## TASK GOAL:
Please reproduce every line of the records below, requests included, and rescale each coordinate in the answers by multiplying it by 1.6 and rounding to a whole number, with halves rounded up. Leave the numbers in the requests and their format samples unchanged.

## INFORMATION PROVIDED:
────────
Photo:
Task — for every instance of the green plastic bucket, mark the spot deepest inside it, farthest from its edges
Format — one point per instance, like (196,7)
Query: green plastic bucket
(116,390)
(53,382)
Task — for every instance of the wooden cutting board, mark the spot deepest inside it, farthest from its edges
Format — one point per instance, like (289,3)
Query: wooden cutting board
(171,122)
────────
## RESULT BELOW:
Photo:
Task — for every instance of the green plastic bucket, mark the spot deepest inside it, farthest from its edges
Format — one point per instance, like (196,7)
Query: green plastic bucket
(186,624)
(85,611)
Task — for every instance of the wooden cutting board, mark the spot deepest inside it, farthest from its edges
Format — one point per instance, like (289,3)
Query: wooden cutting board
(274,195)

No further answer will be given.